◆ **EXERCISE DATA**:

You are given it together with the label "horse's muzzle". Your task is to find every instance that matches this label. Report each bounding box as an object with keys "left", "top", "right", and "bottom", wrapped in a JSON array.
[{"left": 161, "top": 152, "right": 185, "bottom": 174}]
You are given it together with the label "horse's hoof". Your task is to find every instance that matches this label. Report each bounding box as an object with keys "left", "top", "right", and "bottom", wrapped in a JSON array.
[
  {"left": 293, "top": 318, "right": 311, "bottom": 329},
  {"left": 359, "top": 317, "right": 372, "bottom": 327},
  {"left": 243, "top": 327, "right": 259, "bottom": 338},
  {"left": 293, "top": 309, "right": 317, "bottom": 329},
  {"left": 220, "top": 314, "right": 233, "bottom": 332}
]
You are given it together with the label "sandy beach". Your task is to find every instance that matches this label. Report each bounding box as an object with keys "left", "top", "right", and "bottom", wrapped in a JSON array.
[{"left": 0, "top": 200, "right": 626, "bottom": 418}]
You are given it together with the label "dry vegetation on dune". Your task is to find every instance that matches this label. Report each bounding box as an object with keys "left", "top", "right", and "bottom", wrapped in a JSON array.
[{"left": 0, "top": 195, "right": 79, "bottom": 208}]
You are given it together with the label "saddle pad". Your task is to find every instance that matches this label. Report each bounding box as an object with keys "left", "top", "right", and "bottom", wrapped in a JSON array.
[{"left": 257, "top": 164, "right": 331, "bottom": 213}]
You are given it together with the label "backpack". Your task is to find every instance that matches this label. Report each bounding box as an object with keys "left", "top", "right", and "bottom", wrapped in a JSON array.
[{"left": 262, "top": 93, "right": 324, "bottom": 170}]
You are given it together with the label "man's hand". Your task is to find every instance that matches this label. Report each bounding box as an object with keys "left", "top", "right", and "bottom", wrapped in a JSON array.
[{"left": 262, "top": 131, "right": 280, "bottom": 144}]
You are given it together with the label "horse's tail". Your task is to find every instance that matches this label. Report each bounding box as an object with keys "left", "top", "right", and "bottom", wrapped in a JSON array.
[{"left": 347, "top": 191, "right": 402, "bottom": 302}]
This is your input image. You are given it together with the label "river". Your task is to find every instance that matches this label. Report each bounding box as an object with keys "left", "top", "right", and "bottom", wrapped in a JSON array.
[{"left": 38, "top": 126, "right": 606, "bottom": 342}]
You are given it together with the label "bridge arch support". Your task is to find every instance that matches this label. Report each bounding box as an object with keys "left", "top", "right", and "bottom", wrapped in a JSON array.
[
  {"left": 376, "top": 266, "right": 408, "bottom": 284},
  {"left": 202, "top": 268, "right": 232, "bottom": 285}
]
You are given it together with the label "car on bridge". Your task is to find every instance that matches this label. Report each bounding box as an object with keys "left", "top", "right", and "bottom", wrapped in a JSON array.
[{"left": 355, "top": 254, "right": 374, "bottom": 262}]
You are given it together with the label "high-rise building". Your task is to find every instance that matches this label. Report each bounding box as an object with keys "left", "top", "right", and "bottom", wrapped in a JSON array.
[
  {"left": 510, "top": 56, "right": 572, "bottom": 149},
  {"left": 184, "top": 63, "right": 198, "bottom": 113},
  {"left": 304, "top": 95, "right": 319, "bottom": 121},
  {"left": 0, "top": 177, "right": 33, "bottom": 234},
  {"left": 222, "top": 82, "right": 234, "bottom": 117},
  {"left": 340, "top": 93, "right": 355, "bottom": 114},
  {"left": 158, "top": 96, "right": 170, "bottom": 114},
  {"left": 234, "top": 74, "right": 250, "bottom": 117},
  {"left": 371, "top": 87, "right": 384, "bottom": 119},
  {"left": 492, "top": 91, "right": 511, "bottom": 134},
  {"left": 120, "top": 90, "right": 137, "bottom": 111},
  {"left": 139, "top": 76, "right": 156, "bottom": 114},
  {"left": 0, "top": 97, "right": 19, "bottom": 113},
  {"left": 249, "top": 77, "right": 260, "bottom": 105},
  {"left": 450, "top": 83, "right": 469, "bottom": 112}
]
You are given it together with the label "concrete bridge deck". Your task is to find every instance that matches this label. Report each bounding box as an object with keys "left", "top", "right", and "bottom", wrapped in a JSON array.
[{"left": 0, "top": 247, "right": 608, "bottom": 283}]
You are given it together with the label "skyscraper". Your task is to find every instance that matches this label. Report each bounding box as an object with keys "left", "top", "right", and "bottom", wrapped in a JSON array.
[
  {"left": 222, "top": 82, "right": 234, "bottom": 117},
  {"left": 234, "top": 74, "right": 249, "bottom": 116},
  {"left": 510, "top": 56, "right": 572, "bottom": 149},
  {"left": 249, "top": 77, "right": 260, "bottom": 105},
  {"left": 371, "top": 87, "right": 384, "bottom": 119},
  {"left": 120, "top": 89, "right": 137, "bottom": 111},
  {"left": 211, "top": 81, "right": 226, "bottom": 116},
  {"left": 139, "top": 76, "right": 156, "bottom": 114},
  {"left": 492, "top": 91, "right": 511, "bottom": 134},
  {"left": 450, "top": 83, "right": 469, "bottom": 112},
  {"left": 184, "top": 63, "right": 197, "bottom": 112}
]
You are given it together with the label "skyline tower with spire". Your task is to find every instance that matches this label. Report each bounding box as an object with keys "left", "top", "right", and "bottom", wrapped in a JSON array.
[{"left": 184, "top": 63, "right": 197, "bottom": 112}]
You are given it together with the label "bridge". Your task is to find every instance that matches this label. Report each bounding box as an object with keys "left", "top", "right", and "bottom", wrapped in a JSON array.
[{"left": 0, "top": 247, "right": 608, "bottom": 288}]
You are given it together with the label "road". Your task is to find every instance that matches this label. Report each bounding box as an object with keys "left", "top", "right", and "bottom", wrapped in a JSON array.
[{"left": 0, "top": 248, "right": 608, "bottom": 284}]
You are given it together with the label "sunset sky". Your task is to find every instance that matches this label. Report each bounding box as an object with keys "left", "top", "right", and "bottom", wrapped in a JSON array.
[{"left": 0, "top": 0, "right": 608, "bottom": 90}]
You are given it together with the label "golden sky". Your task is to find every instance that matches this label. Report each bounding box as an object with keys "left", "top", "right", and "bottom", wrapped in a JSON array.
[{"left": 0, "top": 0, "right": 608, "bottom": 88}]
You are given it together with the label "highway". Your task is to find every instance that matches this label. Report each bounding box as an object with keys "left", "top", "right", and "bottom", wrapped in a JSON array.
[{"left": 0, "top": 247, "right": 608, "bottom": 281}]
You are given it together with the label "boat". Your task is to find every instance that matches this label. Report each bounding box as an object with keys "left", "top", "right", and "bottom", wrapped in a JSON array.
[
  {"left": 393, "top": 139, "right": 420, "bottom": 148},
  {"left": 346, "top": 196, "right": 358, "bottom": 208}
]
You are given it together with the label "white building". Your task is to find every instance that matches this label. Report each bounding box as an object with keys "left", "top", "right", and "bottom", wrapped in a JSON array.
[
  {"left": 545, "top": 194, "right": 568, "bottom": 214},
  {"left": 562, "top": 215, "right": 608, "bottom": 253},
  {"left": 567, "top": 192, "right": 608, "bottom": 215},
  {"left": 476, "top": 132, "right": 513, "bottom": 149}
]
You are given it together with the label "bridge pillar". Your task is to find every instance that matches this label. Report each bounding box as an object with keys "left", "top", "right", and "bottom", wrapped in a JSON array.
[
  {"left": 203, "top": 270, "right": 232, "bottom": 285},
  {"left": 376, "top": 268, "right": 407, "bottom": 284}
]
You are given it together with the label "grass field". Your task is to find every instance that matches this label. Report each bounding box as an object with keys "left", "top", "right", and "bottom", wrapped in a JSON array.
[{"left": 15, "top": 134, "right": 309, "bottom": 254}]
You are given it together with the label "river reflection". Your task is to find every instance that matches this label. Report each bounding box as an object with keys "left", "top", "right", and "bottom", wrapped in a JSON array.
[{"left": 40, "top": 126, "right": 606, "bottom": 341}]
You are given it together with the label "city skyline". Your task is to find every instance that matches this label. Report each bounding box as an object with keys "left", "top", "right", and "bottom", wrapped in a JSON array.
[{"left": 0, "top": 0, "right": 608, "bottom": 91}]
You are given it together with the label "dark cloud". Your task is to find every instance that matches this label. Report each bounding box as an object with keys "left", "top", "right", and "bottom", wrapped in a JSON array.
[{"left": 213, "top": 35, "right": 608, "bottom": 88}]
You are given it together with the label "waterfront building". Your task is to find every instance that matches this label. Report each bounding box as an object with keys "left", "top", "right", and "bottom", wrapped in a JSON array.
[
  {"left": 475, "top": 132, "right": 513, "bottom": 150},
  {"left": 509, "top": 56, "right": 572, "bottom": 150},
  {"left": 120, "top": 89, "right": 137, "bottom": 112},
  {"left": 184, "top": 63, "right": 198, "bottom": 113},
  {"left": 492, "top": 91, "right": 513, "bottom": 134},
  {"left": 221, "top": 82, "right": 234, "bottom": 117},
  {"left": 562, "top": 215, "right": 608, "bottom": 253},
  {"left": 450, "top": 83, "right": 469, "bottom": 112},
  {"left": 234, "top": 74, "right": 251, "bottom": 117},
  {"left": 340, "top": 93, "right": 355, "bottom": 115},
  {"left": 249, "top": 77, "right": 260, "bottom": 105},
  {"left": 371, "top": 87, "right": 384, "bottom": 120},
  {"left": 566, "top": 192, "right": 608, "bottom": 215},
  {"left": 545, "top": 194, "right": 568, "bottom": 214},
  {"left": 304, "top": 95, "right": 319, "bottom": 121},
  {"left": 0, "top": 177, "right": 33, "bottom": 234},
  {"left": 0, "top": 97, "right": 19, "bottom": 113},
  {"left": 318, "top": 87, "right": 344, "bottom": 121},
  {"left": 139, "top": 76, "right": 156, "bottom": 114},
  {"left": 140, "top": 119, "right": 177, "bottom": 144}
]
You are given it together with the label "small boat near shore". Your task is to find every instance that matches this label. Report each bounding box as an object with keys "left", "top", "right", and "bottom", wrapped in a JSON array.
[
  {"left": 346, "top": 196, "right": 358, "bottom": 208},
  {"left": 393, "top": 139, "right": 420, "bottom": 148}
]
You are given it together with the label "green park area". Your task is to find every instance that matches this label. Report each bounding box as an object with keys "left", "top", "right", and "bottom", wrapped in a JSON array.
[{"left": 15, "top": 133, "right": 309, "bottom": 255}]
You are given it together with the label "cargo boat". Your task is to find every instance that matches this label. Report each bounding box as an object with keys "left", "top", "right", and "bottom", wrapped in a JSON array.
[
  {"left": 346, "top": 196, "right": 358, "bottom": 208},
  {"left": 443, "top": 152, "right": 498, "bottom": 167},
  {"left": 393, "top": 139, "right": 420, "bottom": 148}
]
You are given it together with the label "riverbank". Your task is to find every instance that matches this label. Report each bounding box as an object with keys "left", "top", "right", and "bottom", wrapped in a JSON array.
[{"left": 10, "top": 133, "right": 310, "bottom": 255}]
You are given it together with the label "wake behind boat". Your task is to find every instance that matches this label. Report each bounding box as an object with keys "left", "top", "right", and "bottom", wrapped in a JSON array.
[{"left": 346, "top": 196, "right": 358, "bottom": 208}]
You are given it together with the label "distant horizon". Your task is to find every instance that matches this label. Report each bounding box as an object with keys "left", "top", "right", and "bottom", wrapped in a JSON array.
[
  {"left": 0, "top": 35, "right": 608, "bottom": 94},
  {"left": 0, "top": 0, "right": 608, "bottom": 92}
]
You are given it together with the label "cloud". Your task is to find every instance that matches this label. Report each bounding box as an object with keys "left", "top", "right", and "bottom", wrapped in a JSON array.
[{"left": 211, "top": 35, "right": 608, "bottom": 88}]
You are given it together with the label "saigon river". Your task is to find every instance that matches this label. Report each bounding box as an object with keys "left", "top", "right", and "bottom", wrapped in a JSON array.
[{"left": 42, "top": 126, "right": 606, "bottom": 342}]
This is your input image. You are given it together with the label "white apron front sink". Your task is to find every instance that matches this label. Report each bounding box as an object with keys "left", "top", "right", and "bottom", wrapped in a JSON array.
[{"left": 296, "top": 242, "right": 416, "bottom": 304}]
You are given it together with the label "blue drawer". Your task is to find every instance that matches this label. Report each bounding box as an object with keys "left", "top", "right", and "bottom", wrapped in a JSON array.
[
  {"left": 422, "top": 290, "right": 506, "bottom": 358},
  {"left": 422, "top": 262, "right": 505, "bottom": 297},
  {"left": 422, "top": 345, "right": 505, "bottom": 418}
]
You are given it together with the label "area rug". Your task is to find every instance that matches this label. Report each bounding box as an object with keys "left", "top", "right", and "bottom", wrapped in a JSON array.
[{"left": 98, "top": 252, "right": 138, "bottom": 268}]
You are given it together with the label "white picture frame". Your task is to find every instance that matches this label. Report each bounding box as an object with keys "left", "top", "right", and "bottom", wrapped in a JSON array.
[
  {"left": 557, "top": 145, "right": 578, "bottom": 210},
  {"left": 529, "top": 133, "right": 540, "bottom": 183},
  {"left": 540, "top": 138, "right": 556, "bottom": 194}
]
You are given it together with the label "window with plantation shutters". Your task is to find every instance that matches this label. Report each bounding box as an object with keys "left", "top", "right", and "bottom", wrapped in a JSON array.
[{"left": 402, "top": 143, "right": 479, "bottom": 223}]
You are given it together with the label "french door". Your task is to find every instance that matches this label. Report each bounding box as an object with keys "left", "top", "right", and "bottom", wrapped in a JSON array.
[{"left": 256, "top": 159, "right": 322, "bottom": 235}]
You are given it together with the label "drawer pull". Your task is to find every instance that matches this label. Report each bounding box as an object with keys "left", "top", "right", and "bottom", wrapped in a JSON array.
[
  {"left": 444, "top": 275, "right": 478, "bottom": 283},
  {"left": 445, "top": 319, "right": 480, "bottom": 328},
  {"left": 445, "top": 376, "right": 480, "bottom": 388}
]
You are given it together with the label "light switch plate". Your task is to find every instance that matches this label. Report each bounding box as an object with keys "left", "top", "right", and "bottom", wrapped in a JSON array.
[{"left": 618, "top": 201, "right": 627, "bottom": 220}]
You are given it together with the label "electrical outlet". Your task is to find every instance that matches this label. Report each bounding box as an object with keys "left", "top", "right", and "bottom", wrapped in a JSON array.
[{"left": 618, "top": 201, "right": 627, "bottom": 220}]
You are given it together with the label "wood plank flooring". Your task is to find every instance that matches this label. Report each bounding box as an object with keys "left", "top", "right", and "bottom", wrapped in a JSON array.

◆ **PROBLEM REQUIREMENTS**: Find each line above that contains the string "white" and copy those lines out in full. Treat uppercase and lowercase as different.

◆ **ANSWER TO THE TASK**:
You are given it together with the label "white building". Your task is to find every instance that matches this label. Report each bounding box as an object with keys "left", "top", "right", and "bottom", wrapped in a JSON array.
This is your input image. You are given it together with the label "white apron front sink". Your task is to find every instance that matches this label. Report each bounding box as an object with keys "left", "top", "right", and "bottom", wrapped in a JSON array.
You are given it together with the label "white picture frame". Your task is to find every instance that matches this label. Report each bounding box as an object with keys "left", "top", "right", and "bottom", wrapped in a JSON array.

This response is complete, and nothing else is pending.